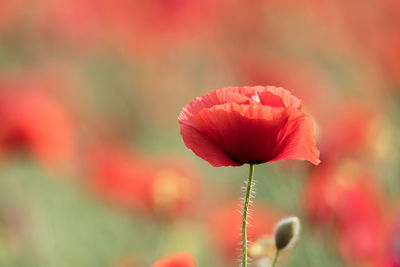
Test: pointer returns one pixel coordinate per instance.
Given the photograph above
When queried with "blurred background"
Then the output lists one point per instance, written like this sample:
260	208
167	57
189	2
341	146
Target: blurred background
93	171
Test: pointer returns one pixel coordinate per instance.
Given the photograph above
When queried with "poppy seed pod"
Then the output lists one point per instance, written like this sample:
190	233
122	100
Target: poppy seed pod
287	232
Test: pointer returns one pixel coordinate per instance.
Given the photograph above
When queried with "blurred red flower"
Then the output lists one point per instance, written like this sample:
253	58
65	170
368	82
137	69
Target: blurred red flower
347	198
33	121
350	131
237	125
130	181
225	226
182	259
134	26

+---+

◆ **GIVEN EXERCISE**: Could you convert all the records above into a JSON list of strings, with one string per line, blank lines omitted, and the pictures left out?

◆ **RESULT OF THE TASK**:
[
  "Test: pointer returns one pixel coordinate per instance.",
  "Given the photograph above",
  "When queried with \"blurred background\"",
  "Then the output lists one point per instance, written like this sample:",
  "260\t208",
  "167\t57",
  "189\t2",
  "341\t146",
  "Target: blurred background",
  "93\t171",
  "Test: pointer returns one pixel coordinate per instance.",
  "Given the photograph above",
  "When queried with \"poppy seed pod\"",
  "Then the output lists one point per instance, written like this sample:",
  "190\t233",
  "122\t100",
  "Target: poppy seed pod",
  "287\t232",
  "Test: pointer returns one pixel coordinate per instance.",
  "Given the photograph above",
  "When queried with \"blurred red flower\"",
  "Then the output lists one point per instance, written like this sample:",
  "253\t58",
  "65\t170",
  "368\t82",
  "137\t69",
  "Target: blurred red flower",
  "347\t198",
  "33\t121",
  "350\t131",
  "237\t125",
  "130\t181",
  "225\t226",
  "182\t259",
  "134\t26"
]